**Try it**
When you transcribe the entries, reproduce every character and exclude the images.

**Entries supplied**
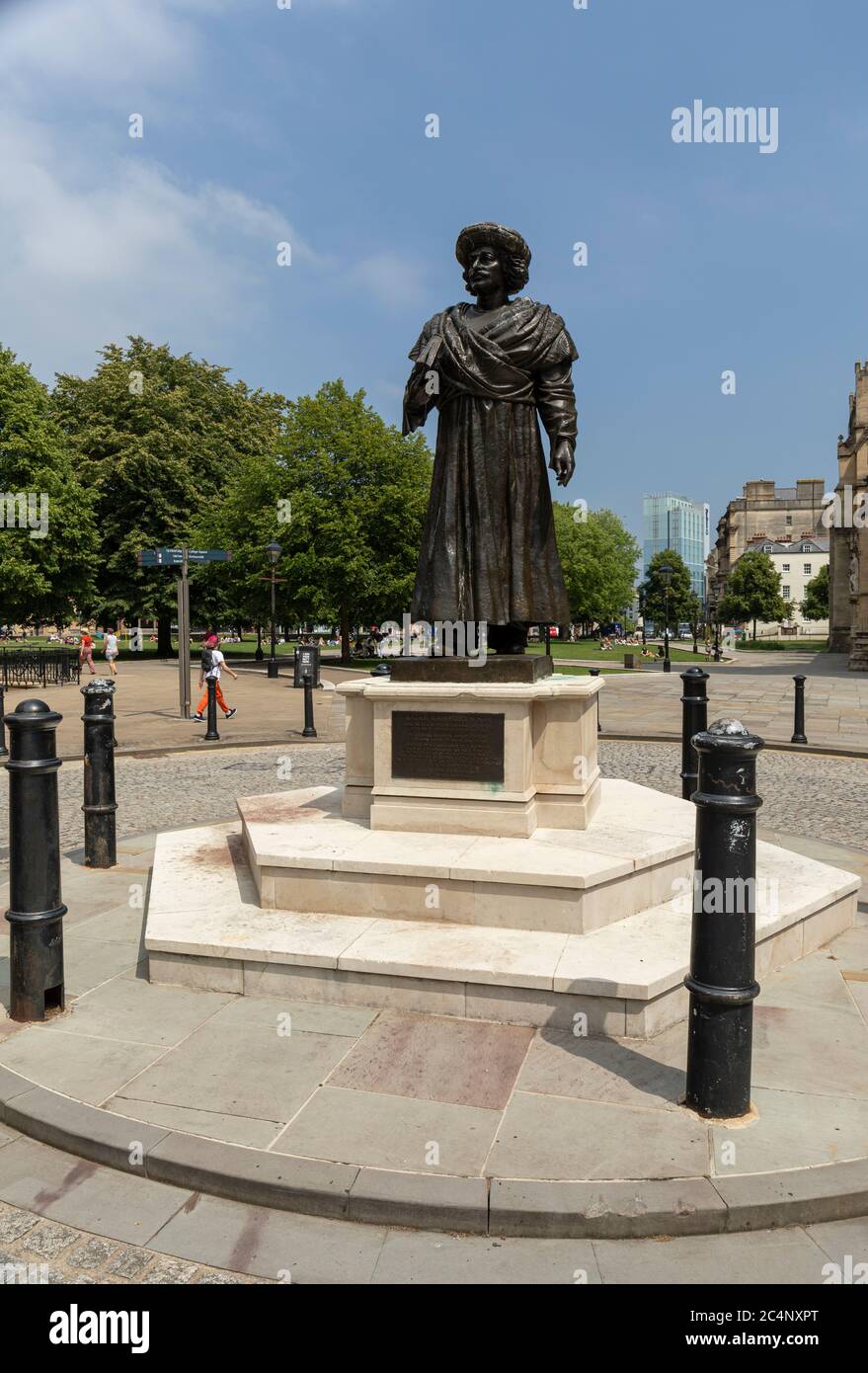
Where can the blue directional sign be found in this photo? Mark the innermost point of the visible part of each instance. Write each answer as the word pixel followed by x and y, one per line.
pixel 175 556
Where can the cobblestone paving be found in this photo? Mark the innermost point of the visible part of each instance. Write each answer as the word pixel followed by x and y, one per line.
pixel 161 792
pixel 802 794
pixel 36 1252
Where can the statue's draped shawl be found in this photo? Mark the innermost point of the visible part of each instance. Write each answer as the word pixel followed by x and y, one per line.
pixel 488 551
pixel 500 360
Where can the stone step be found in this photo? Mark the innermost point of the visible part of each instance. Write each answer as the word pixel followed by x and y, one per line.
pixel 636 852
pixel 206 929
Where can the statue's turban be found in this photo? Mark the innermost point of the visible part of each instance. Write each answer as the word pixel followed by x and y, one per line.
pixel 491 235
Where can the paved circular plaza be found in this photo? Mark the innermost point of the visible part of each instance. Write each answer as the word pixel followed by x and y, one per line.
pixel 808 795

**Exercise output**
Where can the blue directional sign be found in this photo? Mark the innermost point of the visible part of each instance. Write each answer as the word pixel followed by x and y, one per line.
pixel 175 556
Where can the cobblestone paving be found in this photo? Mark the innermost point of the visible part of each instance. Write each answer as the word pixel followed by x and y, one per line.
pixel 161 792
pixel 802 794
pixel 36 1252
Where can the statue's draped shawl be found in this photo? Mark the innermost point of the visible part of each instance. Write each answer as the word pixel followed by x and y, one per line.
pixel 488 551
pixel 500 360
Where can the stone step be found in this photo? Mark the innermost point of the visible part of each instance. Write each answer as the word pixel followed by x and y, one per line.
pixel 636 852
pixel 206 929
Where can the statue's turban be found in this photo? Mark the innermost point of the visible part of each instance. Write each answer as the word pixel followed by x and y, one per line.
pixel 491 235
Where can the paved circular plaza be found in this photo? Mark the innermost point of the visible part of each instance. Write each answer as the word pixel followed by x and y, one per line.
pixel 808 795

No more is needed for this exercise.